----- RECORDS SHOWN
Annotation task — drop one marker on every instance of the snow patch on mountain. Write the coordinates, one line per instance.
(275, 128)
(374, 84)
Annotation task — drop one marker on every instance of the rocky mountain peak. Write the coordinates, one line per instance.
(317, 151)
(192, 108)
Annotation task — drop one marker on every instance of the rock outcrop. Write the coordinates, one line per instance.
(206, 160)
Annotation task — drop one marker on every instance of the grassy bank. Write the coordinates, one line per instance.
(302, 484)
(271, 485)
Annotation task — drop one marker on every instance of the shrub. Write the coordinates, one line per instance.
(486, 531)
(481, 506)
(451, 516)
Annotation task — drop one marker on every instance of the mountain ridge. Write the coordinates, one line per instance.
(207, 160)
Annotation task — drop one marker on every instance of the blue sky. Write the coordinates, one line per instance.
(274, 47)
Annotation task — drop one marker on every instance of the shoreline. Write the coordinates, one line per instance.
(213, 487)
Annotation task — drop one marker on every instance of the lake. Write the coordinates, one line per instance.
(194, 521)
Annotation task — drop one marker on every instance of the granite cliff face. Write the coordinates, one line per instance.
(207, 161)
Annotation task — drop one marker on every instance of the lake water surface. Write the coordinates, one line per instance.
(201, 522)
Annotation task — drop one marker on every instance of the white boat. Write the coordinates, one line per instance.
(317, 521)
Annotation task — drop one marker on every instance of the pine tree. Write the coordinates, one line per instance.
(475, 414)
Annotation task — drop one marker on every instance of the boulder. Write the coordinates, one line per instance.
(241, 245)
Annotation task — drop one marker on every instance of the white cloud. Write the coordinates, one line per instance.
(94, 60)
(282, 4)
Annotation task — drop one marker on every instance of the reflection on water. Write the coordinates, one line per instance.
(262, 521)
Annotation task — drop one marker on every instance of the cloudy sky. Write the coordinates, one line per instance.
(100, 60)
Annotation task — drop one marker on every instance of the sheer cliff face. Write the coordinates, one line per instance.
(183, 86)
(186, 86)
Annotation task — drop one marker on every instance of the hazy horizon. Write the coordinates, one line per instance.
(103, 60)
----------
WHAT YOU ARE ASKED TO DO:
Output the line containing "of the granite" and all lines after it to the end of the records, exactly as given.

WRITTEN SOLUTION:
Annotation task — drop one marker on every instance of the granite cliff face. Write the coordinates, one line per instance.
(207, 161)
Annotation task — drop one marker on every instance of the lake water surface. Write the coordinates, one line per instance.
(201, 522)
Annotation task — drop one marker on every instance of the white boat. Write the coordinates, one line per instance.
(317, 521)
Annotation task — drop one marker on every instance of the pine tree. Write the coordinates, one line per instance.
(475, 414)
Annotation task — drop one marker on every instance of the boulder. Write the coordinates, one line per instance.
(241, 245)
Annotation task — drop one marker on every instance of the white cloud. Write the coordinates, one line per instance.
(94, 60)
(282, 4)
Annotation task — drop one marker on every instance of the reflection on water. Write the coordinates, one line per instance.
(262, 521)
Annotation task — drop one marker on every instance of the cloudy sky. Write the coordinates, one line per instance.
(100, 60)
Annotation task — drop one marker on every instance of the sheer cliff face. Write the coordinates, one line per instance.
(183, 86)
(186, 86)
Annotation task — drop one marker on every instance of the hazy horizon. Write the coordinates, one line per instance.
(103, 60)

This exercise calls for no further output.